(Dataset records of object locations)

↓

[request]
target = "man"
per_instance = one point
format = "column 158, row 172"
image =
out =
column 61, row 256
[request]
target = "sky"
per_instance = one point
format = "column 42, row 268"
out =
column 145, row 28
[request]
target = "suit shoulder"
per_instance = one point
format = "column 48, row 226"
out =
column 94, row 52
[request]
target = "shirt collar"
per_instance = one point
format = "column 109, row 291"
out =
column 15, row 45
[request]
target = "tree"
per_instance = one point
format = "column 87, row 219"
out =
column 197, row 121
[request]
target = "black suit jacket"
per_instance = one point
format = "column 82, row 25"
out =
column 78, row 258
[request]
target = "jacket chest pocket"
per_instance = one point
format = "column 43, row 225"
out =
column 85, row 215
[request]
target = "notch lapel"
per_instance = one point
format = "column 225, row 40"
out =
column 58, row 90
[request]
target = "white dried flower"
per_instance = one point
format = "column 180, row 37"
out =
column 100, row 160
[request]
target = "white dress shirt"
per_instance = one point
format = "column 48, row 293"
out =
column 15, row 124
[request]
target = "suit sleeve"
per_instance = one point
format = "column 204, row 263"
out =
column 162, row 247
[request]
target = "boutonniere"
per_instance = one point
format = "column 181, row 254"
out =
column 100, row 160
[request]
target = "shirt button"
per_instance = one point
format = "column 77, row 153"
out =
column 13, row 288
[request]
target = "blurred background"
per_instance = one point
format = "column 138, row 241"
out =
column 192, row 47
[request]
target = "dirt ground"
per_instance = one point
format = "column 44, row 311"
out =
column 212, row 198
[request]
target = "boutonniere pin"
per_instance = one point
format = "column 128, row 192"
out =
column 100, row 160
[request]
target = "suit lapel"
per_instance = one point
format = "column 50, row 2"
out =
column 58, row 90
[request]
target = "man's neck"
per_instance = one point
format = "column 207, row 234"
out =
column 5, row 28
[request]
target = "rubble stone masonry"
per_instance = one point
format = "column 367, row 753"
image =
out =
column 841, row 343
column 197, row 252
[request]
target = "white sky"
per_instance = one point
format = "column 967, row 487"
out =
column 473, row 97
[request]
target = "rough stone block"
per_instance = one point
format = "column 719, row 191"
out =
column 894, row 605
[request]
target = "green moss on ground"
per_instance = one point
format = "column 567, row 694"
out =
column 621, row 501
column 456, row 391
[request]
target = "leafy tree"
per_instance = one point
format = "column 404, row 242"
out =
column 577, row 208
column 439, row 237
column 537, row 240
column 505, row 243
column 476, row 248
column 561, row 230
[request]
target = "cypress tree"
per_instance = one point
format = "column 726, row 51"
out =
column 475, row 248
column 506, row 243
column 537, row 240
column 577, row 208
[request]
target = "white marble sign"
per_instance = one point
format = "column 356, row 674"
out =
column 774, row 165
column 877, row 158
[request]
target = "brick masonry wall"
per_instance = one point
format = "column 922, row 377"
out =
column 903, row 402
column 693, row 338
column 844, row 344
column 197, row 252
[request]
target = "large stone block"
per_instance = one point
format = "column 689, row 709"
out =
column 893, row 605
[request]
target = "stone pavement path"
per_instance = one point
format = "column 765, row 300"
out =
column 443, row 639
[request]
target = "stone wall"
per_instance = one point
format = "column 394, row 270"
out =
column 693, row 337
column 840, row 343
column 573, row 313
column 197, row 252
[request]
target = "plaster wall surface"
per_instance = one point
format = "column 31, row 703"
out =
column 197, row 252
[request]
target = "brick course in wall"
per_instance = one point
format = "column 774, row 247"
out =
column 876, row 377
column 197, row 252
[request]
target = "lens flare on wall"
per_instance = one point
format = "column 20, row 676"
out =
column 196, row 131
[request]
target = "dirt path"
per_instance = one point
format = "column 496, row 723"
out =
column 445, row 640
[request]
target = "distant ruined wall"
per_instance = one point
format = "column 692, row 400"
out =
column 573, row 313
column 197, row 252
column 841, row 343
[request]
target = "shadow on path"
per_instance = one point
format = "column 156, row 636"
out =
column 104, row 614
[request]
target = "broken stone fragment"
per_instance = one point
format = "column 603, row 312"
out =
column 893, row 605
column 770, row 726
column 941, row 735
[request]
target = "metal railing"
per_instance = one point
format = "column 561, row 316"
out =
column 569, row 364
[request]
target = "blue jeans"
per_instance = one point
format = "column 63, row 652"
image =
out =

↑

## Request
Reproduce the items word for word, starting at the very first line and continuing up to and including the line with "column 94, row 52".

## Problem solution
[request]
target = "man"
per_instance = one point
format = "column 158, row 172"
image =
out =
column 61, row 256
[request]
target = "sky"
per_instance = one point
format = "column 42, row 268"
out =
column 145, row 28
[request]
target = "suit shoulder"
per_instance = one point
format = "column 48, row 226"
out =
column 94, row 52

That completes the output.